*Exercise*. Shift every bounding-box coordinate in the answers of the listing below by adding 46, and reproduce all of its lines, requests included, without altering the requests or their format samples.

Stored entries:
# # # # #

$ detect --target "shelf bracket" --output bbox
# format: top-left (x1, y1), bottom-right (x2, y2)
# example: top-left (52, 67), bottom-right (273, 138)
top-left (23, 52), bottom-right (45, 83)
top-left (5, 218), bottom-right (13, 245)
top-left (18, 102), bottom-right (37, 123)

# # # # #

*In response*.
$ detect --target "shelf bracket" --output bbox
# format: top-left (x1, y1), bottom-right (x2, y2)
# example: top-left (52, 67), bottom-right (273, 138)
top-left (69, 98), bottom-right (91, 129)
top-left (51, 264), bottom-right (59, 291)
top-left (64, 148), bottom-right (83, 169)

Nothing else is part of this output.